▸ Information provided
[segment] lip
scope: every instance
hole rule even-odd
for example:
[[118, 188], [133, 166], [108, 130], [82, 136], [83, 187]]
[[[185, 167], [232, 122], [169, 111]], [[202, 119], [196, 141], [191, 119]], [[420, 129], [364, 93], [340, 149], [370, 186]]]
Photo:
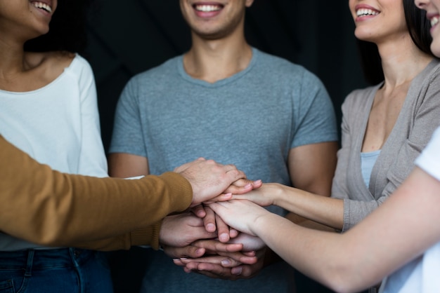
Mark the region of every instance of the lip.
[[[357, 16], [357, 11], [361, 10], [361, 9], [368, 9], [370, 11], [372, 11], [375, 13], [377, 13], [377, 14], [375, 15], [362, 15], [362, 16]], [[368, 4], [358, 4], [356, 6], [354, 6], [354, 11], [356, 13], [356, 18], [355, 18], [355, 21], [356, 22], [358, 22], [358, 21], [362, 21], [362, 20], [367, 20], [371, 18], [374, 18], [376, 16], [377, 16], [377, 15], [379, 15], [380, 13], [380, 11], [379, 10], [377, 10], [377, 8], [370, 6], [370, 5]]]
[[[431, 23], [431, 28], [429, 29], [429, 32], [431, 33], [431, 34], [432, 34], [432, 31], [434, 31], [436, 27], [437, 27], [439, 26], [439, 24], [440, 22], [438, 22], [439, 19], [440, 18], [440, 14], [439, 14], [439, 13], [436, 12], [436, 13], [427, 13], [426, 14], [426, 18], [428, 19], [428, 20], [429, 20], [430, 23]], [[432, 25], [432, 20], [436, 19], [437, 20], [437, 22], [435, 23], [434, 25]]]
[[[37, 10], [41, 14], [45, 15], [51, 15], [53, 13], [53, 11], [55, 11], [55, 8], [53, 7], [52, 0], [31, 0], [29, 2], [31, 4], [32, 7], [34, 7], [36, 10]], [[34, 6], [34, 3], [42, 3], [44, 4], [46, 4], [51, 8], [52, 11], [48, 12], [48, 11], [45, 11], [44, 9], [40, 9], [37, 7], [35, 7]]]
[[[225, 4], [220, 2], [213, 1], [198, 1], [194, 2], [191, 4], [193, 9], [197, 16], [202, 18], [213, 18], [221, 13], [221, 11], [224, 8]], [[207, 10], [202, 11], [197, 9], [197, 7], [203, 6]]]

▸ Exercise prompt
Please copy the stretch of the listing from its first line through the line containing "6], [370, 5]]]", including both ends, and reproduce each line character for character. Leave the pictures out of your answer.

▸ Written response
[segment] lip
scope: every instance
hole rule even-odd
for example:
[[118, 188], [133, 166], [108, 130], [82, 136], [83, 187]]
[[[185, 167], [232, 122], [169, 111]], [[202, 119], [196, 141], [191, 119]], [[420, 129], [364, 93], [340, 149], [370, 186]]]
Photo:
Mark the region of every instance of the lip.
[[[357, 16], [357, 11], [361, 10], [361, 9], [368, 9], [370, 11], [372, 11], [375, 13], [377, 13], [377, 14], [375, 15], [362, 15], [362, 16]], [[368, 4], [358, 4], [356, 6], [354, 6], [354, 11], [356, 13], [356, 18], [355, 18], [355, 21], [356, 22], [358, 22], [358, 21], [362, 21], [362, 20], [367, 20], [371, 18], [374, 18], [376, 16], [377, 16], [377, 15], [379, 15], [380, 13], [380, 11], [379, 10], [377, 10], [377, 8], [370, 6], [370, 5]]]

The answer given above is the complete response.